___ INPUT

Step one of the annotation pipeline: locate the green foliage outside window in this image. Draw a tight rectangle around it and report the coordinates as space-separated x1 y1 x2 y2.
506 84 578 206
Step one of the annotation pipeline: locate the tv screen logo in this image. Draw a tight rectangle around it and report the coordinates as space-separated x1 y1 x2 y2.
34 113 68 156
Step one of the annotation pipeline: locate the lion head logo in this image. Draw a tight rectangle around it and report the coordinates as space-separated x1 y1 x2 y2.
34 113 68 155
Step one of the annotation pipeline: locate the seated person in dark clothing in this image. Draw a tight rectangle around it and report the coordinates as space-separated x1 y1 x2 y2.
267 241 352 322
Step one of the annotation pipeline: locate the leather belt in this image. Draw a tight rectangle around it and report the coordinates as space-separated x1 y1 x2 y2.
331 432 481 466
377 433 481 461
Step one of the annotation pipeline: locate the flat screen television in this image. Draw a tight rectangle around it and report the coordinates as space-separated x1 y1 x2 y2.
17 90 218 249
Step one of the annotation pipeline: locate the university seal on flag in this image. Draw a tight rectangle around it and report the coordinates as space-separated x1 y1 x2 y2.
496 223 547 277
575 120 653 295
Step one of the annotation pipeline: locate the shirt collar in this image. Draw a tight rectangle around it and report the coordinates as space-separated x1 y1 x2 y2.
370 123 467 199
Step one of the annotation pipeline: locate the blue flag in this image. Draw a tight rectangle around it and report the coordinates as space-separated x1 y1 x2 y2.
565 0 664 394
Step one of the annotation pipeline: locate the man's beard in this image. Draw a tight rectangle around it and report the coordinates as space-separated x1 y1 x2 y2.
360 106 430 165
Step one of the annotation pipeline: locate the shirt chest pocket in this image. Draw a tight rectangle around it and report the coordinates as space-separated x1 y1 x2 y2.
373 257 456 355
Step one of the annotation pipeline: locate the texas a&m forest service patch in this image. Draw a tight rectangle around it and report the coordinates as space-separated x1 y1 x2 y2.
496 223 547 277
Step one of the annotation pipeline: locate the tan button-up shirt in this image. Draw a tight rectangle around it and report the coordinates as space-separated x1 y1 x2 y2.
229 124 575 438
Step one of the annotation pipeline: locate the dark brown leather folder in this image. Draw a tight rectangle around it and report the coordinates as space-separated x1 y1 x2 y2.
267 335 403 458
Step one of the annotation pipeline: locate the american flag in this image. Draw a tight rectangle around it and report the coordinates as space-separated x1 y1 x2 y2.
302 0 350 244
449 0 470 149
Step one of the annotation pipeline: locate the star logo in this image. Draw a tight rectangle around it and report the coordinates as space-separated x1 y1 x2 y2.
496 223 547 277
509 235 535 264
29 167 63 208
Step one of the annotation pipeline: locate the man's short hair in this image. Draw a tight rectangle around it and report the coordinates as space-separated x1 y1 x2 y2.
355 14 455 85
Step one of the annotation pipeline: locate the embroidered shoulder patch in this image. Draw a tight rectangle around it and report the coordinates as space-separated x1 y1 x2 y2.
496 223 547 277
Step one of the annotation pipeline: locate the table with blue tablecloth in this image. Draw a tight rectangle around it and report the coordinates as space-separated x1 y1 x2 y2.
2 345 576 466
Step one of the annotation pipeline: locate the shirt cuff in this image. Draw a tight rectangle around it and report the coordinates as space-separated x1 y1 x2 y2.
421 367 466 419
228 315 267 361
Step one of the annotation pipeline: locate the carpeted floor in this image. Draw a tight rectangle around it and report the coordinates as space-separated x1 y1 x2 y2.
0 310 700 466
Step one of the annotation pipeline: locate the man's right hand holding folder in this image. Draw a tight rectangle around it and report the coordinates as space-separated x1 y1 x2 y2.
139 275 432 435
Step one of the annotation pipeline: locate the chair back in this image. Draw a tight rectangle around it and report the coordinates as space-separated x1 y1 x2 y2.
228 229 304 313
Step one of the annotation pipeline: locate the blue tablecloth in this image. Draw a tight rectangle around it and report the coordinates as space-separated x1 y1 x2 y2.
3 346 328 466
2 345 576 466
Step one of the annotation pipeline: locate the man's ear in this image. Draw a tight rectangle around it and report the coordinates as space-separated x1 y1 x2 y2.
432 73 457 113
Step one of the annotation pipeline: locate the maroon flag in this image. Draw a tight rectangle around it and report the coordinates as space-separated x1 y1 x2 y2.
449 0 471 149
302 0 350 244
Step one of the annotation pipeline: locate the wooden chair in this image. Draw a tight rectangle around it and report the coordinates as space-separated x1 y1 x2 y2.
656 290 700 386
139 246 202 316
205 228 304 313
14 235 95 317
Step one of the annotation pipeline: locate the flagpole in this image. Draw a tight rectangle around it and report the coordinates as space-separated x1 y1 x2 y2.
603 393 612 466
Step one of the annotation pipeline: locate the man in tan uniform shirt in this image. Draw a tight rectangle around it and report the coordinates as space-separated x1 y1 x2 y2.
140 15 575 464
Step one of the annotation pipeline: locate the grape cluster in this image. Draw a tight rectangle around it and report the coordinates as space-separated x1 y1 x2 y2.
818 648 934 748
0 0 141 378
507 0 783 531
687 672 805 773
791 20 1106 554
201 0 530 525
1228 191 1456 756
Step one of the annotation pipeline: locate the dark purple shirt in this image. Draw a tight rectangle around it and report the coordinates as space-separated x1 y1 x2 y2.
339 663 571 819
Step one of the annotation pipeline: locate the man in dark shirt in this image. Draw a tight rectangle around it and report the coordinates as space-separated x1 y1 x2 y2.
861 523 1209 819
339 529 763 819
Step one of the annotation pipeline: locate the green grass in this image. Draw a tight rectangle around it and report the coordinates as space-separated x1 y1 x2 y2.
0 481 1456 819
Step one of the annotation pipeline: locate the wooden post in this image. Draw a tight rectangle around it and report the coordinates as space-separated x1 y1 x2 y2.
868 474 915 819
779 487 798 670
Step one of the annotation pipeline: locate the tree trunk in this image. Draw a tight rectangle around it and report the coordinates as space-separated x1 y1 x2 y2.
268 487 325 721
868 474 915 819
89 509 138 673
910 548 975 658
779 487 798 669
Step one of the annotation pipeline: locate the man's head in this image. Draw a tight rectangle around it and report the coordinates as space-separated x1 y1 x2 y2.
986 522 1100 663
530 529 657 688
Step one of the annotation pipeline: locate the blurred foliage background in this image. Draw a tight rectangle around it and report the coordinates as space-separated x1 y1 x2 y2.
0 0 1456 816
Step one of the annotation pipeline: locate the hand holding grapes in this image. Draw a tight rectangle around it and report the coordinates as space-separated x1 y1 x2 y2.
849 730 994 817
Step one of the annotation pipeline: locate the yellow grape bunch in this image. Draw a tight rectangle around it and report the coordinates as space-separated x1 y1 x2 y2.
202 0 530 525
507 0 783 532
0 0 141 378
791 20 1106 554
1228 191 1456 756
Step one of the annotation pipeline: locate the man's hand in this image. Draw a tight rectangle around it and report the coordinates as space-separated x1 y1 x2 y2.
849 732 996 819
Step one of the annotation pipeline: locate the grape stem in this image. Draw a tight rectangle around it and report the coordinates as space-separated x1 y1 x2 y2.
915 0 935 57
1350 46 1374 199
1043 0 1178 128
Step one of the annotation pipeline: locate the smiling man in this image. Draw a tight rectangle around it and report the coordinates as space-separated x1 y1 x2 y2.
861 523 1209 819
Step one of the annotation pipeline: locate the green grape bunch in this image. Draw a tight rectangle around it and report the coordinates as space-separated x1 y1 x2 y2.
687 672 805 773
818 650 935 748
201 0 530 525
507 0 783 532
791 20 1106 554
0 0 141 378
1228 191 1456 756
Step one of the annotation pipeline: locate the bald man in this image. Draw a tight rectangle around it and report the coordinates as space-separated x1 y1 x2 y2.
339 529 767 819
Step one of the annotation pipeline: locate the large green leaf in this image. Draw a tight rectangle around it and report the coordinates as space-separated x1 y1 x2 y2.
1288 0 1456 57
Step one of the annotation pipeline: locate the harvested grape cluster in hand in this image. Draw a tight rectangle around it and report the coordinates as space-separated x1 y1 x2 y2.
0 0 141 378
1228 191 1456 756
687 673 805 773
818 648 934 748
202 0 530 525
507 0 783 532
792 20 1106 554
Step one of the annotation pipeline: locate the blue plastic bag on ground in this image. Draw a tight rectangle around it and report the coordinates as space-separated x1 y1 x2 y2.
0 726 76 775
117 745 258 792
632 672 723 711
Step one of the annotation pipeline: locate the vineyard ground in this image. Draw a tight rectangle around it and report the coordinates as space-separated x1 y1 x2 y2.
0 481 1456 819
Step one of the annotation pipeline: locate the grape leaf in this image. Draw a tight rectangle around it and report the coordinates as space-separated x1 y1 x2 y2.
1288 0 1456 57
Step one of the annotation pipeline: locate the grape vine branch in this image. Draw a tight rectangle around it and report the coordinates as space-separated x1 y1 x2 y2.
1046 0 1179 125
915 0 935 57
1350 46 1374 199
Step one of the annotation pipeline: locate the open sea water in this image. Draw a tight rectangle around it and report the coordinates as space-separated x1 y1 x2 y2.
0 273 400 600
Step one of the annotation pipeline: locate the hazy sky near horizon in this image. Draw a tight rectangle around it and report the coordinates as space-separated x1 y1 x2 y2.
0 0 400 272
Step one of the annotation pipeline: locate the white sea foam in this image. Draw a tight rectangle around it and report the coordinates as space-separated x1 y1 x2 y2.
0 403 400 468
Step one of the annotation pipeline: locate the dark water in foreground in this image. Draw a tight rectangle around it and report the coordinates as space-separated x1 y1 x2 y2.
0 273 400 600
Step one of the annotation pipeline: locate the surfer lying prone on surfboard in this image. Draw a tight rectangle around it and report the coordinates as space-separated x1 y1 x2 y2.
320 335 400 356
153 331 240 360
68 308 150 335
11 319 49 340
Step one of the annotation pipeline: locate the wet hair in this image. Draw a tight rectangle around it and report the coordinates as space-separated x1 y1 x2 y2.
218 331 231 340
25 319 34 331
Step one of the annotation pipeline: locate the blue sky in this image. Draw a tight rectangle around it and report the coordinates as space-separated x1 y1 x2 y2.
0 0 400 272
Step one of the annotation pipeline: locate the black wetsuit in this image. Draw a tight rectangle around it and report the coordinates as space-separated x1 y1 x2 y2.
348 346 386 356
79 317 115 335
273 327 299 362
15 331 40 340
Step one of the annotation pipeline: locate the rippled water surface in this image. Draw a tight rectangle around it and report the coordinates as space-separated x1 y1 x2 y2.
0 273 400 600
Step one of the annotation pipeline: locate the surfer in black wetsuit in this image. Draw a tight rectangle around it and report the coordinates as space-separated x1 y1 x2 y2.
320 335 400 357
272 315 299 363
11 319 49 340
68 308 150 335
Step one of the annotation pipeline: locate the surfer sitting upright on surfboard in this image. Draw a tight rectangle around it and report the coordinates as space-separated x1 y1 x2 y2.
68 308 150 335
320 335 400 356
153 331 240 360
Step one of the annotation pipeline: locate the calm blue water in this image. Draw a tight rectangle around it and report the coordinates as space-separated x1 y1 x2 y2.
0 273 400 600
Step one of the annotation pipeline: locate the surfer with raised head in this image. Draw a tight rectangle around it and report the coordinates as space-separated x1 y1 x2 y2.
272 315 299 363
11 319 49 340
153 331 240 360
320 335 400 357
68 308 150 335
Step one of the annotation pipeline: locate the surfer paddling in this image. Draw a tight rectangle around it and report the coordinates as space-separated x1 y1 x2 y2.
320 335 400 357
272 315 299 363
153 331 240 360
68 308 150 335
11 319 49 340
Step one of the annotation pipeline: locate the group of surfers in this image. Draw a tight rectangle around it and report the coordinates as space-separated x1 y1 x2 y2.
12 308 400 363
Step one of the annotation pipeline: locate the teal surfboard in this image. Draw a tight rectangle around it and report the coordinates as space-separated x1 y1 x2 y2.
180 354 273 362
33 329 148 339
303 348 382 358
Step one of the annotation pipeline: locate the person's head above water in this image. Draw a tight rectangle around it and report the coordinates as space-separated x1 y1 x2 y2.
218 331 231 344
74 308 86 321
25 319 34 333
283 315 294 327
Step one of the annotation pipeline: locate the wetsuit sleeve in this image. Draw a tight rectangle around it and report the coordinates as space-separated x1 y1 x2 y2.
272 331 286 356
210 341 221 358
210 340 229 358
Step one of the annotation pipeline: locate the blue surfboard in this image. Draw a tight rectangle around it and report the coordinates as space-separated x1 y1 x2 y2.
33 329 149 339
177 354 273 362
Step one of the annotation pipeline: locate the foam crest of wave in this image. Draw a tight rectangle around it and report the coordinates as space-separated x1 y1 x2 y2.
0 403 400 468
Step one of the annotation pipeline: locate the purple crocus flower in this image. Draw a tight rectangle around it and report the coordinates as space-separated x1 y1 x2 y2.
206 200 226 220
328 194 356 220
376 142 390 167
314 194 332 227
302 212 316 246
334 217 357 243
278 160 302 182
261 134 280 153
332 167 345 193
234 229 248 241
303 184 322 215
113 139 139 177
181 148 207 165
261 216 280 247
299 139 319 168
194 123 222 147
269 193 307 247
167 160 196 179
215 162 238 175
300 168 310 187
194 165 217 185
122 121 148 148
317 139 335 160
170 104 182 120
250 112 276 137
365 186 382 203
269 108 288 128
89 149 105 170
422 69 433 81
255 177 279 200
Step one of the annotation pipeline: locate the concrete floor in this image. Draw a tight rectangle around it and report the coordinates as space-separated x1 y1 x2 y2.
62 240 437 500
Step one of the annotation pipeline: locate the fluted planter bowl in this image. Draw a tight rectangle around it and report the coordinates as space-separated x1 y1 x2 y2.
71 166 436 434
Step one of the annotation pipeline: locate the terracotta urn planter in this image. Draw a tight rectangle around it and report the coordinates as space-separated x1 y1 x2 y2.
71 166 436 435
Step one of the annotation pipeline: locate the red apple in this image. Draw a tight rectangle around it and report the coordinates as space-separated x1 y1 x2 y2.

______

[WHAT THE TASK REQUIRES] Locate each line in the listing above that contains the string "cluster" and copy those lines, treating uppercase and lowercase as distinct.

[RESULT FOR THIS TASK]
Step one of the annotation pipeline: locate the grape cluster in this image. Draw a tight rectangle around it and report the coordinates as space-separated x1 y1 x2 y2.
Step one of the annotation pipeline: locate the harvested grape cluster in hand in this image. Draw a tight rectangle around it and report the coordinates as space-separated x1 y1 x2 y2.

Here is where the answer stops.